[FRAGMENT TEKSTU]:
/---
Peter Andre nie chce, ale musi puścić dzieci do szkoły. Wszystko przez jego żonę
Kiedyś uwielbiany piosenkarz, dziś głowa rodziny i ojciec dwójki małych dzieci nie ukrywa, że nie podoba mu się decyzja brytyjskiego rządu w sprawie otwierania szkół. Peter Andre w temacie pandemii i koronawirusa ostatecznie polega na zdaniu żony.
Peter Andre stojący pod wodospadem i śpiewający "Mysterious Girl" przeszedł do historii popkultury. Podobnie zresztą jak jego burzliwy związek z Katie Price. Swego czasu para otrzymała nawet nagrodę dla najbardziej irytującego małżeństwa. Od kilku lat Andre jest jednak związany z Emily MacDonagh, z którą wychowuje dwójkę dzieci w wieku 3 i 6 lat. Od czerwca starsza Amelia wraca do zajęć w pierwszej klasie, a Theo do przedszkola, co niezbyt podoba się 47-letniemu ojcu.
Obejrzyj: Najgłupsze wypowiedzi gwiazd o koronawirusie
- Rzadko mamy odmienne zdania. Tym razem jednak uważam, że dzieci nie powinny jeszcze wracać do szkoły, a Emily tak – mówił Andre w rozmowie z "Daily Mail" na temat drobnego konfliktu rodzinnego. Premier Wielkiej Brytanii ogłosił, że oprócz punktów opiekujących się małymi dziećmi od 1. czerwca zostaną wznowione zajęcia w pierwszej i szóstej klasie szkoły podstawowej. Co dla Amelii i Theo oznacza koniec siedzenia z rodzicami w domu.
Peter Andre wytłumaczył, dlaczego to jego żona decyduje o tym, co dla ich dzieci jest teraz najlepsze.
\---
[POLECENIE]:
Skopiuj słowo w słowo fragment tekstu o Peterze Andre. Zacznij od słów „Peter Andre stojący”, a skończ na słowach „się 47-letniemu ojcu.”. Ten materiał nie ma nic wspólnego z tekstem.

[Rekordy ze zbioru danych]
/---
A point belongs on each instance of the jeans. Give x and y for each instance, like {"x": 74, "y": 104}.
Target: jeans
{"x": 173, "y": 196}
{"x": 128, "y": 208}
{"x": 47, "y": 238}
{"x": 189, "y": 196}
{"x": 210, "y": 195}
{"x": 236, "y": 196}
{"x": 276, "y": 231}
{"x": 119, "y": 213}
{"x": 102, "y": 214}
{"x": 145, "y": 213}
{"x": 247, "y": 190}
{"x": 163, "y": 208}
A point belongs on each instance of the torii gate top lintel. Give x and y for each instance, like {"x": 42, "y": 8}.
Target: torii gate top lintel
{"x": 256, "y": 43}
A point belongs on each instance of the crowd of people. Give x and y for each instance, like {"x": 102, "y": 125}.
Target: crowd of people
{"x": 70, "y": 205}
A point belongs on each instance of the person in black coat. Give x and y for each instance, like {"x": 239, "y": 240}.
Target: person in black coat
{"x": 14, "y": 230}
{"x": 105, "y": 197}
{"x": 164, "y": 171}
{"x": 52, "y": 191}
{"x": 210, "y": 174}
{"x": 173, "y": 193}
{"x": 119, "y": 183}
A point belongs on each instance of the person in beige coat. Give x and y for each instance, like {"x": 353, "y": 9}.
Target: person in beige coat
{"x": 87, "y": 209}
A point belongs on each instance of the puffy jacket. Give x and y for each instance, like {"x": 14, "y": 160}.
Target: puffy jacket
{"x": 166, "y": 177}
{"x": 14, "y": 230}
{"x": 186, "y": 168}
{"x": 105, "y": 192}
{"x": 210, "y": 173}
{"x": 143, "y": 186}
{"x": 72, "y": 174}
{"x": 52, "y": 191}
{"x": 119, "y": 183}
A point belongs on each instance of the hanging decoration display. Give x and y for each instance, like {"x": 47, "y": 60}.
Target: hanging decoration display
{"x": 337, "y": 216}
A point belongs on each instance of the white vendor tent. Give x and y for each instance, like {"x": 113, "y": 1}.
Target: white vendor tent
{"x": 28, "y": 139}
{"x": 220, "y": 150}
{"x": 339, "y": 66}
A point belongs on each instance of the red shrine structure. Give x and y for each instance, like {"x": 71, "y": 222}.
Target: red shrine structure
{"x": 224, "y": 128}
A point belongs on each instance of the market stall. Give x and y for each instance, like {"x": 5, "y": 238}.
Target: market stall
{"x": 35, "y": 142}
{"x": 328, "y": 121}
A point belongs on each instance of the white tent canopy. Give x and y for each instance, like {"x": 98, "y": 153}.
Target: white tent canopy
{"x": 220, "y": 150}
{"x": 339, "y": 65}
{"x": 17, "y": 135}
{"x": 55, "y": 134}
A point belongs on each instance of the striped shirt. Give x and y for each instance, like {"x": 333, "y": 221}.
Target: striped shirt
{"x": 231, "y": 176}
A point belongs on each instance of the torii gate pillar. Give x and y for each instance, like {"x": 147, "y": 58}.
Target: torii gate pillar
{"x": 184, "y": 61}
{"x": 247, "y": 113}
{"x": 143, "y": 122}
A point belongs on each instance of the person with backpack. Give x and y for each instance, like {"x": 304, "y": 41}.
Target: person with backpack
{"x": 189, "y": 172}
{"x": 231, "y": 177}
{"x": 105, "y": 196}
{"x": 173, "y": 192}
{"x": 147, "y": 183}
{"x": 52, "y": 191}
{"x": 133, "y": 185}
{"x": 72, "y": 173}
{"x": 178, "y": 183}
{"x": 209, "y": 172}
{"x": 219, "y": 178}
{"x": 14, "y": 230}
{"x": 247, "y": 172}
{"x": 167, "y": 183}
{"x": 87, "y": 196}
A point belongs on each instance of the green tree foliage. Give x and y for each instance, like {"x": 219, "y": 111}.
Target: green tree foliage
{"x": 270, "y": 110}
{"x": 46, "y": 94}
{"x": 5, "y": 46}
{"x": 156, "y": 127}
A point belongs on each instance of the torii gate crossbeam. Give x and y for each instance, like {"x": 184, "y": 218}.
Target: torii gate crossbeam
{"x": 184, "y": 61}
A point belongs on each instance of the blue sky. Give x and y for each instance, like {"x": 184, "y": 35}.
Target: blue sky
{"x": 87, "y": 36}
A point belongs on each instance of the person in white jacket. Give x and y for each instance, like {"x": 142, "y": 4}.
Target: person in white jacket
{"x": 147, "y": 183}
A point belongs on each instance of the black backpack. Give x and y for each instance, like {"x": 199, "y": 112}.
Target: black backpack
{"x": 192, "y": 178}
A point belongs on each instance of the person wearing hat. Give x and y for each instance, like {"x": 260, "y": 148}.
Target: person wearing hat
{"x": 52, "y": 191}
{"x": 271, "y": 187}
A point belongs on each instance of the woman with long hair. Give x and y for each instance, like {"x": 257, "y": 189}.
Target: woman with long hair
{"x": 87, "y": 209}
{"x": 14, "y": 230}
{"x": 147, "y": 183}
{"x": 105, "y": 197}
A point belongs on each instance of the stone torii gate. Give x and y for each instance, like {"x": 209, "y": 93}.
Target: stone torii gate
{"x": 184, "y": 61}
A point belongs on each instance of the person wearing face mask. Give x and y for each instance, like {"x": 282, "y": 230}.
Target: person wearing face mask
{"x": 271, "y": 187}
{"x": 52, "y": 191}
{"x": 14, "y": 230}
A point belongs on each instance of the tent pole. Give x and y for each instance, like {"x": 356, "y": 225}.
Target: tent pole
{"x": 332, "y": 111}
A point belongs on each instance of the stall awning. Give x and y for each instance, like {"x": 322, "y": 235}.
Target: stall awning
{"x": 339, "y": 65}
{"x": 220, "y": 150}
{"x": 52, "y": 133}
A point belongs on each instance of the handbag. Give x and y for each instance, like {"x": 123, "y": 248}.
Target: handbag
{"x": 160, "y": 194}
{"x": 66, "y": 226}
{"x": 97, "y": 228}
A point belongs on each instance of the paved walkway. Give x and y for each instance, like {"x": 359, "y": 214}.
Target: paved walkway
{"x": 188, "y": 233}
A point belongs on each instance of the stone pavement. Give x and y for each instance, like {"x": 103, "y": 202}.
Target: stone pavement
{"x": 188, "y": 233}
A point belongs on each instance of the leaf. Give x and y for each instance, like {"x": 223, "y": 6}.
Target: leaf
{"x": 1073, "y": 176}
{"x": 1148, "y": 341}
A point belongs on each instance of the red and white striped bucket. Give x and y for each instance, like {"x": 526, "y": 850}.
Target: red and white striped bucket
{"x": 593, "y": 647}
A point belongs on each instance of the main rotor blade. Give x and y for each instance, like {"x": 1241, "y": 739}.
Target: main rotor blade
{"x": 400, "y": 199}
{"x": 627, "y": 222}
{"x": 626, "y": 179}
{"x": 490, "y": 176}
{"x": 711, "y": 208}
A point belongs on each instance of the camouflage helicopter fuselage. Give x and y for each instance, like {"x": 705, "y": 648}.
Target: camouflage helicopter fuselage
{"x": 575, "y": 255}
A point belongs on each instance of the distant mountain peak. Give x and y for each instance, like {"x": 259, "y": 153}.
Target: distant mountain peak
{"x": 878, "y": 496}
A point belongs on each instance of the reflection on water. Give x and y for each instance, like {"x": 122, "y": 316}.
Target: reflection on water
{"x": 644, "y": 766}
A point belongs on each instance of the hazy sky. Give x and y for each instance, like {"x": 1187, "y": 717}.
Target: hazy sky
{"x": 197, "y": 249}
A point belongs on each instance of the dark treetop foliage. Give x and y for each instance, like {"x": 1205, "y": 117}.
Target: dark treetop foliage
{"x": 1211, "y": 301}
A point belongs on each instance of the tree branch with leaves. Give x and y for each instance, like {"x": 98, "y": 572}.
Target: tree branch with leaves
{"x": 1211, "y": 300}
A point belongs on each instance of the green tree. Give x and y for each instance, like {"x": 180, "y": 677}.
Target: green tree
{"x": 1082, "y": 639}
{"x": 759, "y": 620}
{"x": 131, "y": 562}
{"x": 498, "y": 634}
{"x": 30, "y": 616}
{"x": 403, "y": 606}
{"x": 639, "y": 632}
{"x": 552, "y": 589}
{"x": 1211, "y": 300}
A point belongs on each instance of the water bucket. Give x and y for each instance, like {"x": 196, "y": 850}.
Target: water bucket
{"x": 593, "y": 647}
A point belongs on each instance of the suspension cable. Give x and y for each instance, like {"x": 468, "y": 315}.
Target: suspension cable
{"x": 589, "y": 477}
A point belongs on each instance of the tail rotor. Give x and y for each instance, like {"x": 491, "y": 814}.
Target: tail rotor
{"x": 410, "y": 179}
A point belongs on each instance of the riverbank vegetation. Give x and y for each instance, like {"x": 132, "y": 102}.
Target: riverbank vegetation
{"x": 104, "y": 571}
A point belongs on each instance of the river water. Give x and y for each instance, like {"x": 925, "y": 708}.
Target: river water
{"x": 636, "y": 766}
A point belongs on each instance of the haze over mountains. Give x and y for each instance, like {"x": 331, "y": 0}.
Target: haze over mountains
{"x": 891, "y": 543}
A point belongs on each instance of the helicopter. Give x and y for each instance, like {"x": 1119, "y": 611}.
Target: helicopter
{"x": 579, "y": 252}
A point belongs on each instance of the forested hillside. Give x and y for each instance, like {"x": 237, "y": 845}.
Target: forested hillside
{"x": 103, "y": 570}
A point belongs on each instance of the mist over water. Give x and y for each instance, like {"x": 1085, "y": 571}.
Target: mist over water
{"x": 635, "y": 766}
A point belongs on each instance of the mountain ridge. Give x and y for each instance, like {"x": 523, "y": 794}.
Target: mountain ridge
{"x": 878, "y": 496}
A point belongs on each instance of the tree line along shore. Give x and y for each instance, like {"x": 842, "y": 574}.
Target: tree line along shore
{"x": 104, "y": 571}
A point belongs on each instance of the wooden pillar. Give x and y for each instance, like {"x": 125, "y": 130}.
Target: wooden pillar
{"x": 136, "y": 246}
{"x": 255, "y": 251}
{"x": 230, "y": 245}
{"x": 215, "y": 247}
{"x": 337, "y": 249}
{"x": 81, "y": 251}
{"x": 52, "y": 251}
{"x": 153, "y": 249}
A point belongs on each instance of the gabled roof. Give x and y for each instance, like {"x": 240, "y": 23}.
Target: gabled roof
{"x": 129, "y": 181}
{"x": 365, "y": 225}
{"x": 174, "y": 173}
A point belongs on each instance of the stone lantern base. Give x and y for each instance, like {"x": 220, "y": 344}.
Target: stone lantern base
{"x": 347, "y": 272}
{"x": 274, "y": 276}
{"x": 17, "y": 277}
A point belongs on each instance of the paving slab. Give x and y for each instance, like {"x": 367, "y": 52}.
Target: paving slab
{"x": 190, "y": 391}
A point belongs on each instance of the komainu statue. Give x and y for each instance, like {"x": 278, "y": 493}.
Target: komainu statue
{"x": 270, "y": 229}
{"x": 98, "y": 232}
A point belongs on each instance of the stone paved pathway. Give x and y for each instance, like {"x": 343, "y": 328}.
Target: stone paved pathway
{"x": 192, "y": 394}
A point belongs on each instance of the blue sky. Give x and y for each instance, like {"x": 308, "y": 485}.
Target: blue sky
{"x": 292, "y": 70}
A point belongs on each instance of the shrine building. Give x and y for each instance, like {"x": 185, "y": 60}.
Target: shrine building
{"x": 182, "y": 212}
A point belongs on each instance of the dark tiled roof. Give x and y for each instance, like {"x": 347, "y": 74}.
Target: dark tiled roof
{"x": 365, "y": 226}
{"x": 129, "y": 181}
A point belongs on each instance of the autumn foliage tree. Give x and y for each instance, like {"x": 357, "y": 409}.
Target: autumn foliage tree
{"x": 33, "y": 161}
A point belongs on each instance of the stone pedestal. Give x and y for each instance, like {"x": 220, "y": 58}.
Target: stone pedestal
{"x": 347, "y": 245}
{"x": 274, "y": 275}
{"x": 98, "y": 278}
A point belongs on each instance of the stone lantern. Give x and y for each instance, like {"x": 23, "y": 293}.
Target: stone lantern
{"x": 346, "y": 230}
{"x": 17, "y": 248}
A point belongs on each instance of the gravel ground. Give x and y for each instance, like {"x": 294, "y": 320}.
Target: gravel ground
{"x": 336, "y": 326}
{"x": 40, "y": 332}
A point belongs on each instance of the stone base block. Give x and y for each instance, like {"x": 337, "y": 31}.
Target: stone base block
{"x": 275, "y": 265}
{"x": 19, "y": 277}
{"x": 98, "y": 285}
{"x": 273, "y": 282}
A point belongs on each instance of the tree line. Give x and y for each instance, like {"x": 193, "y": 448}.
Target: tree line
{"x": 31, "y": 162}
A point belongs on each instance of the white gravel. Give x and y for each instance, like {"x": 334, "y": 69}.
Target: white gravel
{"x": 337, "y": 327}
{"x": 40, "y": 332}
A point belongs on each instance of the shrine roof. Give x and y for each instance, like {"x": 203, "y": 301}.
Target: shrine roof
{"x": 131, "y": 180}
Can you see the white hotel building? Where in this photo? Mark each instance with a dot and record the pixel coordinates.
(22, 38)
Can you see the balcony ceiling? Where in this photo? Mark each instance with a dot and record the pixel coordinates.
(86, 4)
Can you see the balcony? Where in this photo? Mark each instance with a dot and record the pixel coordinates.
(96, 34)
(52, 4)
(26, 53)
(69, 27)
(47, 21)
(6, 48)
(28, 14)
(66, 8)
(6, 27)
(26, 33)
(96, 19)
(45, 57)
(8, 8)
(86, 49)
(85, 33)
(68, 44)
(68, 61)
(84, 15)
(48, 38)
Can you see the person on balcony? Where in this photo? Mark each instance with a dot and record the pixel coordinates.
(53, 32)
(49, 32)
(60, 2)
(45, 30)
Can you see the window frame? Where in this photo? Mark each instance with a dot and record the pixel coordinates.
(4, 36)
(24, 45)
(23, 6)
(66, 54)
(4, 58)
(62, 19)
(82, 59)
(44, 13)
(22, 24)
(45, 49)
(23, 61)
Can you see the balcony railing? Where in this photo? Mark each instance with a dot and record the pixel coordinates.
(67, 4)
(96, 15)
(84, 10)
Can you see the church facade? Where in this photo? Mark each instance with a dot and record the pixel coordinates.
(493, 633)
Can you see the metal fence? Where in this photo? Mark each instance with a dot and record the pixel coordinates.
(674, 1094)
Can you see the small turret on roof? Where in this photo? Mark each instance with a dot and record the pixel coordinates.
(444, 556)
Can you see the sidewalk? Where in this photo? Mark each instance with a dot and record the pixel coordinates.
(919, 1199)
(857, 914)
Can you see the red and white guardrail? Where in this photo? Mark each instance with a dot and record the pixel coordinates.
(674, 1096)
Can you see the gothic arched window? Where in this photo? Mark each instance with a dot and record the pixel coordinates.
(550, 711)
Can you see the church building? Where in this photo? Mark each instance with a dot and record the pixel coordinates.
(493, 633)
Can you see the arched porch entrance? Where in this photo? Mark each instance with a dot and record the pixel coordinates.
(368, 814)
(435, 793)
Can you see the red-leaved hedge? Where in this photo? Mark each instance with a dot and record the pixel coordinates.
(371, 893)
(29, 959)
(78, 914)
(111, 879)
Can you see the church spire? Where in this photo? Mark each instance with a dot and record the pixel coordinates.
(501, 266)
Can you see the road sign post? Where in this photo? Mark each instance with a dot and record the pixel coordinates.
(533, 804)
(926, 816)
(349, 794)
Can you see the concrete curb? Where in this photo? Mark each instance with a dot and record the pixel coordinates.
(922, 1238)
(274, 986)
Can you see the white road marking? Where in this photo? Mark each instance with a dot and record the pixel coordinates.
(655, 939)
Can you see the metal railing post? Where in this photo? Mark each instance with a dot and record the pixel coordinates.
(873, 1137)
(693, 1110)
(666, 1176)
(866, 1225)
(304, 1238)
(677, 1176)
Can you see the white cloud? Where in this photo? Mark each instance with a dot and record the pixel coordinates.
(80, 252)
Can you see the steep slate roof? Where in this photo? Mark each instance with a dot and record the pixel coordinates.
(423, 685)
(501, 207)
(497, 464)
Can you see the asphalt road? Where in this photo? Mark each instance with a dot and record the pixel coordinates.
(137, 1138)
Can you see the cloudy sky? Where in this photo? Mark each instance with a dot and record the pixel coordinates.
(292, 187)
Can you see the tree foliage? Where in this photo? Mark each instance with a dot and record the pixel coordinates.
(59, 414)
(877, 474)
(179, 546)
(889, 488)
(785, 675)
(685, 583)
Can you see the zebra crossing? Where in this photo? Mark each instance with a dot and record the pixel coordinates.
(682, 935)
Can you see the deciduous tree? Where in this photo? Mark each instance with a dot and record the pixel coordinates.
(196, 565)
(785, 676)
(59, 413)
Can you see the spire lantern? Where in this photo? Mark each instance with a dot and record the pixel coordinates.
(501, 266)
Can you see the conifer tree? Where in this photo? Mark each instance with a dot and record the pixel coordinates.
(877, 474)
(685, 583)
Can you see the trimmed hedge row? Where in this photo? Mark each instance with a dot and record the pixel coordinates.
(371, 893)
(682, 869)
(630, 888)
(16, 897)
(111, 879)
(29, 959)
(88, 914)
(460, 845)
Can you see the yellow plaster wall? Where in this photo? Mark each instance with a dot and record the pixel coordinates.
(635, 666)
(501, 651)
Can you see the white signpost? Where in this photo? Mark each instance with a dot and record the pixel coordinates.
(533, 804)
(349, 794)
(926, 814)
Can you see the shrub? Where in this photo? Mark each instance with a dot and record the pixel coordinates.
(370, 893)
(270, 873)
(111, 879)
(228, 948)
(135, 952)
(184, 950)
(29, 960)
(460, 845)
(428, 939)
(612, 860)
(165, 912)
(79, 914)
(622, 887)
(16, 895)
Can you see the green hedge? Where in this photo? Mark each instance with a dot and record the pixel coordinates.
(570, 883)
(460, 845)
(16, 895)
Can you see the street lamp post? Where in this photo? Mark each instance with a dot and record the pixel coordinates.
\---
[ROZWIĄZANE ZADANIE]:
Peter Andre stojący pod wodospadem i śpiewający "Mysterious Girl" przeszedł do historii popkultury. Podobnie zresztą jak jego burzliwy związek z Katie Price. Swego czasu para otrzymała nawet nagrodę dla najbardziej irytującego małżeństwa. Od kilku lat Andre jest jednak związany z Emily MacDonagh, z którą wychowuje dwójkę dzieci w wieku 3 i 6 lat. Od czerwca starsza Amelia wraca do zajęć w pierwszej klasie, a Theo do przedszkola, co niezbyt podoba się 47-letniemu ojcu.